— Cel zadania —
Proszę przepisać materiał, zaczynając od wiersza zawierającego „[pin] chair backrest -- one per line” i kończąc na ostatnim wierszu materiału, oba krańce włącznie. Pozostałe wiersze zostaw bez zmian, a każdą współrzędną pomnóż przez 0,85 i zaokrąglij do liczby całkowitej, połówki w górę.

"""

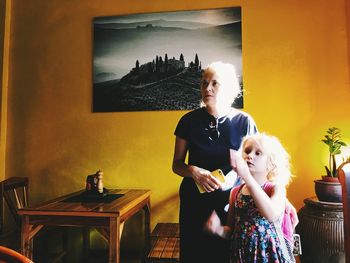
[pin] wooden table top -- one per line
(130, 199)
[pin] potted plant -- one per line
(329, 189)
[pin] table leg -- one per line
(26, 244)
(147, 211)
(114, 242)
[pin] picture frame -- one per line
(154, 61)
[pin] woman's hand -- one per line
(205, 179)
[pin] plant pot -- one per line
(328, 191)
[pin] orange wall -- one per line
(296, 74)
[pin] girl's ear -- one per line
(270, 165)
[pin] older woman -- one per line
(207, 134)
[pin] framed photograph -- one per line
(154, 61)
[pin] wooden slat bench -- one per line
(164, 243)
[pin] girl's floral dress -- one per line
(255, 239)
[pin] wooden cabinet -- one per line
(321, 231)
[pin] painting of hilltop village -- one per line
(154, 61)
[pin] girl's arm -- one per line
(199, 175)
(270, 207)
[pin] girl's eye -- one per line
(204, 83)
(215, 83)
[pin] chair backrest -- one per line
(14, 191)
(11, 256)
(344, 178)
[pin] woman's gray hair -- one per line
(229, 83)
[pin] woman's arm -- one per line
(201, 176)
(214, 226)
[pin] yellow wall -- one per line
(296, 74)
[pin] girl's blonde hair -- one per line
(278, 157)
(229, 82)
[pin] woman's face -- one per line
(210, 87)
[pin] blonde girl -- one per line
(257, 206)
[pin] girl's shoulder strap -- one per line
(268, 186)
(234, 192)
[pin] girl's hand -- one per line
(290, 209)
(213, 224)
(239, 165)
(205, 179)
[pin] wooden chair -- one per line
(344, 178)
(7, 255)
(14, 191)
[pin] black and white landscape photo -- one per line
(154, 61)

"""

— Odpowiedź do ćwiczenia —
[pin] chair backrest -- one per line
(12, 162)
(9, 218)
(292, 151)
[pin] woman's gray hair -- one per line
(195, 71)
[pin] woman's arm -- one per line
(171, 150)
(182, 192)
[pin] yellow wall -- one per line
(252, 63)
[pin] girl's blonde hair -- one per line
(236, 133)
(195, 70)
[pin] woman's face -- one per line
(179, 74)
[pin] blonde girl -- one per line
(218, 175)
[pin] girl's shoulder strap -- one per line
(228, 158)
(199, 163)
[pin] girl's hand -- one per line
(247, 178)
(181, 190)
(203, 140)
(174, 152)
[pin] wooden chair -- one per line
(292, 151)
(6, 217)
(12, 162)
[pin] black and white landscape photo -- one per line
(131, 52)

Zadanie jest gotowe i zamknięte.